* Ejercicios propuestos:
(a) Responde a partir del fragmento biográfico:
(i) ¿Quién es el autor de "Al paso de Dios"?
(ii) ¿Quién ocupa el cargo de Obispo de la diócesis de Tuy?
(iii) ¿Qué le ofrece el obispo a don Josemaría?
(b) Redacta la continuación del fragmento biográfico a partir de su última oración.

* Texto proporcionado:

==============================

4.5. Tuy, febrero de 1945

"Al paso de Dios" es una biografía de San Josemaría escrito por François Gondrand

-Sor Lucia: con todo lo que hablan de usted y de mí, ¡si encima nos vamos al infierno!

-Verdaderamente, tiene usted razón.

La vidente de Fátima se ha quedado un momento pensativa, antes de pronunciar estas palabras. Al Fundador del Opus Dei, por su parte, le ha sorprendido gratamente esta prueba de humildad de Sor Lucia, que se ha visto reforzada por una ligera alteración de la voz.

Después de las apariciones de la Santísima Virgen a tres pastorcitos, que han atraído y siguen atrayendo multitudes a Fátima, la única superviviente de los tres videntes se ha convertido en hermana lega de una Congregación religiosa y se esfuerza por permanecer en el anonimato. Mons. José López Ortiz, Obispo de la diócesis gallega de Tuy, donde reside Sor Lucia en esas fechas, ha querido hacer una excepción a favor de don Josemaría, íntimo amigo suyo, y le ofrece tener una entrevista, aprovechando una visita de la religiosa al obispado. Don Josemaría acepta.

==============================

* Datos de entrada:
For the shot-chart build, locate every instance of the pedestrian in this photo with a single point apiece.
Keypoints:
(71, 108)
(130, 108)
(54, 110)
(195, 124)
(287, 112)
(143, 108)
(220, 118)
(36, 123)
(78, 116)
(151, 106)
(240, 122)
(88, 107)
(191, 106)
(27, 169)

==============================

* Resultados por ejercicio:
(a)
(i) François Gondrand.
(ii) Mons. José López Ortiz.
(iii) Una entrevista con Sor Lucia, aprovechando una visita de la religiosa al obispado.

(b)
Durante la conversación que mantienen ambos, Sor Lucia dos Santos expresa al Fundador del Opus Dei su deseo de que comience la labor de la Obra en Portugal. Don Josemaría, que ya había pensado en empezar, pero no de un modo inmediato, le pide que contribuya, con sus oraciones, a preparar el camino para que esta empresa sobrenatural tenga éxito: Siempre que la veo -dirá años más tarde- le recuerdo que tiene una buena parte en el comienzo de la Obra en Portugal.

En Portugal

A causa de la guerra, hay grandes dificultades para pasar de España a Portugal y quedarse allí algún tiempo, como desea el Padre. Sin embargo, unos días más tarde, gracias a una eficaz gestión de Sor Lucia todo se ha arreglado, y don Josemaría tiene la dicha de orar en la "capelinha" de Fátima y de poner bajo la protección de la Santísima Virgen la primera expansión apostólica de la Obra fuera de España.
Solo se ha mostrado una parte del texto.